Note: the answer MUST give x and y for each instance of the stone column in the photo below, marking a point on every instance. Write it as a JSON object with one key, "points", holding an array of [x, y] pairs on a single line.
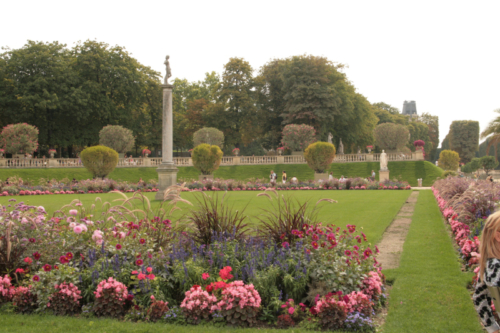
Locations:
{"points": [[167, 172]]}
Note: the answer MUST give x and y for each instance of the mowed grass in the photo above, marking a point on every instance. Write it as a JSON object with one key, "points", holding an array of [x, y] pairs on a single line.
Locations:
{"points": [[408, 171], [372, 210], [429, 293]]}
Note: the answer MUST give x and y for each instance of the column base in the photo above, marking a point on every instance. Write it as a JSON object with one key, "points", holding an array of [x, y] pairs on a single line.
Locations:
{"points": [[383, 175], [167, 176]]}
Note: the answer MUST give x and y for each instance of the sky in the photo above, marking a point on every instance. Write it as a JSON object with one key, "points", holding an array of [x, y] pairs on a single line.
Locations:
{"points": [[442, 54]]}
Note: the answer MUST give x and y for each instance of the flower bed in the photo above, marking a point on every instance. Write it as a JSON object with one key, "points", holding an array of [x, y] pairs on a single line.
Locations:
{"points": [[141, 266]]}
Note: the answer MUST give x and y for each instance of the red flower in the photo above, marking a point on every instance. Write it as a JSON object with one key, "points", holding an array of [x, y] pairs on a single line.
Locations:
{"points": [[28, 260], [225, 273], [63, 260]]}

WRITTEN EXERCISE ->
Reproduce all of the records above, replacing each occurrence of "photo" with "image" and leaving everything else unchanged. Omit the pictures from your answer.

COMPLETE RESPONSE ->
Note: the answer MUST give x and y for each instance of the stone column in the image below, marking a point on every instance. Write it as a JSON object with one key, "points", holding an array of [x, y] pairs on a single line.
Locations:
{"points": [[167, 172]]}
Note: the answer MUST give x and y for each instance of the mowed grass in the image above, marking a point on every instance. Write it as a JSON object with one key, "points", holding an array of [x, y] pairs on a single line.
Locations:
{"points": [[408, 171], [372, 210], [429, 293]]}
Note: the answer MUST give x and y for each instance of the column base in the image above, marking a point on every instance. Write it as a JSON object with one key, "points", holding an array of [x, y] pairs on a single line.
Locations:
{"points": [[383, 175], [167, 176]]}
Note: the answer MUST give x and y for each instance of the sky in the image above, marking a point on every instance. Write it as a JSON object with one key, "points", holding an array of [x, y] pairs on a single line.
Locations:
{"points": [[442, 54]]}
Note: the answer MUST give x and y for each instance of the flower bed in the image above, marking a point on every instance. Write it as a JSON object with one key, "points", holding an array of [x, y] pairs on a single line.
Locations:
{"points": [[141, 266]]}
Note: the answer MUST give x and y for each instance of the red flower in the image above, marking a point on every instance. Write it as a JSON object with one key, "points", holding an array of [x, y] pairs on a single line.
Locations:
{"points": [[28, 260], [225, 273], [63, 260]]}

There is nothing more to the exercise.